**FILE** Nichelle Nichols (Super Festivals via Wikimedia Commons)
**FILE** Nichelle Nichols (Super Festivals via Wikimedia Commons)

During the 1960s, seeing a Black actor, male or female, on television caused African-American families to stop whatever they were doing so they could grab a seat and tune in. 

This writer remembers two actresses in particular, Diahann Carroll who played Julia in the same-titled, family-friendly series – a nurse raising her little boy alone after the death of her husband.

But if you wanted a taste of “out of this world” beauty, poise and regality, then you had to check out the talented and sultry Nichelle Nichols.

Nichols, served as one of the first Black women to have a leading role in a TV series before later working with NASA to recruit minorities for the space program. She recently died at 89 in Silver City, New Mexico. But she will always be both remembered and revered by “Star Trek” fans for her role as Lieutenant Uhura, the communications officer on the starship USS Enterprise.

WHAT YOU NEED TO DO: Please write the next part of the article about Nichelle Nichols, picking up after its last sentence. The lines below the article play no part here.

SUPPLIED DATA:

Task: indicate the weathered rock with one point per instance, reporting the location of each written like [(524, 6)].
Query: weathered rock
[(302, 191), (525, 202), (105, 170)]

RESULT OF THE EXERCISE:
The cause was heart failure according to a spokesperson for the family who announced her death at the behest of her son, Kyle Johnson. 

Nichols, born in Chicago, enjoyed a long career as an entertainer, first as a teenage supper-club singer and dancer in her hometown before moving on to television.

But she will forever be best remembered for her work on “Star Trek,” the cult-inspiring space adventure series that aired from 1966 to 1969 and starred William Shatner as Captain Kirk, the heroic leader of the starship crew; Leonard Nimoy as his science officer and adviser, Mr. Spock, an ultra-logical humanoid from the planet Vulcan; and DeForest Kelley as Dr. McCoy, a.k.a. Bones, the ship’s physician.

Nichols brought ethnic splendor to the bridge of the Enterprise, often sporting a form-fitting, red doublet and black tights.

In fact, Ebony magazine once described her as the “most heavenly body in ‘Star Trek” when the iconic publication featured her on its 1967 cover. But one should not assume that she served as just a pretty face on the show. In her role as Uhura, Nichols represented a highly-educated, well-trained technician and officer who consistently displayed a businesslike demeanor. 

Until Carroll and Nichols joined the small screen world, Black women rarely portrayed anything other than subservient roles.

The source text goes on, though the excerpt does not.